--- Document segment Enclosed Below ---
The narrative is that inference on existing models is profitable. All of the profits and many billions of additional capital invested go into training the next model, which is some multiple more expensive to train than the last. Each new model generation also leads to more revenue growth. Newer models are more compute-efficient when distilled (so could possibly be higher margin) but also they work on longer time-horizon tasks and can make greater use of test-time compute which increases token counts. So the inference ROI on each model can pay back the cost of training it, but future growth demands put all that money and more into training the next model. The numbers we’d need to prove whether this is true are not public, but it makes sense and fits what info we do have.
Theoretically, if training more expensive models stops resulting in better capabilities or isn’t economically viable, the labs can shift gears into making profit on old models. A lot of future growth is priced in so this would lead to a collapse in share price if it happens anytime soon.
There’s a story out that Anthropic might be profitable this quarter. This is in one sense bad news - it means that the company wasn’t aggressive enough about acquiring capacity last year, because they didn’t foresee how fast their inference business would grow. Anthropic is now forced to make suboptimal choices about serving existing users vs. training the next model (need to scrounge for capacity by paying other players like SpaceX). And as a Claude Code user I feel like I’ve been affected by that, what with the random outages and performance degradations.
--- End of Enclosed Document segment ---
--- Data Enclosed Below ---
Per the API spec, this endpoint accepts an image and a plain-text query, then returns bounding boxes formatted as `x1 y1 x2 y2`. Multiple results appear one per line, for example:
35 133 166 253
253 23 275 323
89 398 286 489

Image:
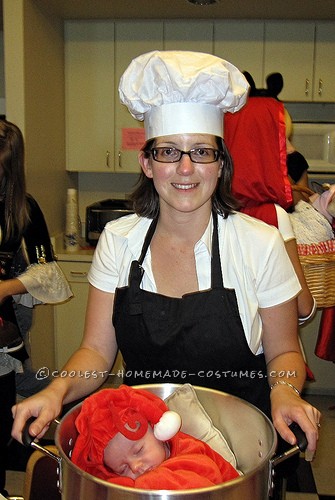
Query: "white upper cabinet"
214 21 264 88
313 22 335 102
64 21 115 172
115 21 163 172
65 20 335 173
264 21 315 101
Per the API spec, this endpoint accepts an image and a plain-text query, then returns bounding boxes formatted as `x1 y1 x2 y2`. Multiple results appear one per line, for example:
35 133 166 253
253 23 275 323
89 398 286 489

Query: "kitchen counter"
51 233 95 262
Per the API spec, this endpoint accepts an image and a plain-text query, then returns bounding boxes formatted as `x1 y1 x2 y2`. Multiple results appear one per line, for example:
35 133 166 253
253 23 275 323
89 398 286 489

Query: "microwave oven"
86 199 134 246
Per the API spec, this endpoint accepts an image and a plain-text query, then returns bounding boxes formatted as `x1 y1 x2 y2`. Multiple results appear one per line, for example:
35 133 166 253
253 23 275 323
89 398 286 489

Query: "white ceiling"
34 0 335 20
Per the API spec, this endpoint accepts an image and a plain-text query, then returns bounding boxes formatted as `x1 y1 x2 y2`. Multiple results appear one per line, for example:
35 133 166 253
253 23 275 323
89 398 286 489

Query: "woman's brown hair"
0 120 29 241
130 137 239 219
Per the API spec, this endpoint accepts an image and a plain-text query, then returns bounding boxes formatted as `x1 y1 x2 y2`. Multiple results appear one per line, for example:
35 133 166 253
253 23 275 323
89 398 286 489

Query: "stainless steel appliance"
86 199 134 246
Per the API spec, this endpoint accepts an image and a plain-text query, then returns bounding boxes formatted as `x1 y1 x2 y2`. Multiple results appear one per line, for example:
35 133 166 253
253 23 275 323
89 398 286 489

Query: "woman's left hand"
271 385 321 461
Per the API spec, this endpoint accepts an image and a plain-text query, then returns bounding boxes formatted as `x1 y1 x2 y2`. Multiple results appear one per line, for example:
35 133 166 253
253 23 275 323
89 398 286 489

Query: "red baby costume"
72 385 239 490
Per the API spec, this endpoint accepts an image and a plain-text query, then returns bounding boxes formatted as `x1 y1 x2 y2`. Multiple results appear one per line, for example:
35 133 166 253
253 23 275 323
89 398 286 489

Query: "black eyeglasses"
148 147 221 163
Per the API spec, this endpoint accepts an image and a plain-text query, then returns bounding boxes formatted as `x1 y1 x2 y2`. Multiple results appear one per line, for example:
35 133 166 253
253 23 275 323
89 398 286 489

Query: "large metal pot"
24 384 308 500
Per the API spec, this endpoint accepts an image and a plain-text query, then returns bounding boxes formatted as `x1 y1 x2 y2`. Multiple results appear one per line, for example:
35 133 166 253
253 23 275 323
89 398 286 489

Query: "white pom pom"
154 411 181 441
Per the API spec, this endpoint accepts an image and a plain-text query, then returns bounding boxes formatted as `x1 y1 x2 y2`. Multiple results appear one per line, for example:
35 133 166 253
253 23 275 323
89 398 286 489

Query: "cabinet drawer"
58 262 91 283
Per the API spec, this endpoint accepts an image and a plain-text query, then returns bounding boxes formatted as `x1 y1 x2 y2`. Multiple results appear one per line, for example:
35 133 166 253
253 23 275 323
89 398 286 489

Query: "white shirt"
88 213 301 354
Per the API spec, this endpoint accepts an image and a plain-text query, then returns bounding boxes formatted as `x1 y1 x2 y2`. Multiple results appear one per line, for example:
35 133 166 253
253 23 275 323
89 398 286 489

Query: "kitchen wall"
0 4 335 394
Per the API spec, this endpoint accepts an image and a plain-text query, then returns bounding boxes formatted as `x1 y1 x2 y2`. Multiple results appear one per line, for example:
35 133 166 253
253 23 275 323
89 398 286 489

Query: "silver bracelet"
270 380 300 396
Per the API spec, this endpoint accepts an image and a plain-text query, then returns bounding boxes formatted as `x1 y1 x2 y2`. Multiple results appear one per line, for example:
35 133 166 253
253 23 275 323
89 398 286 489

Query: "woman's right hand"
--- End of Enclosed Data ---
▶ [Exercise details]: Return the stretch of the post on AI lab economics from "Theoretically, if training" through "and performance degradations.", copied word for word.

▶ [Result for this task]:
Theoretically, if training more expensive models stops resulting in better capabilities or isn’t economically viable, the labs can shift gears into making profit on old models. A lot of future growth is priced in so this would lead to a collapse in share price if it happens anytime soon.
There’s a story out that Anthropic might be profitable this quarter. This is in one sense bad news - it means that the company wasn’t aggressive enough about acquiring capacity last year, because they didn’t foresee how fast their inference business would grow. Anthropic is now forced to make suboptimal choices about serving existing users vs. training the next model (need to scrounge for capacity by paying other players like SpaceX). And as a Claude Code user I feel like I’ve been affected by that, what with the random outages and performance degradations.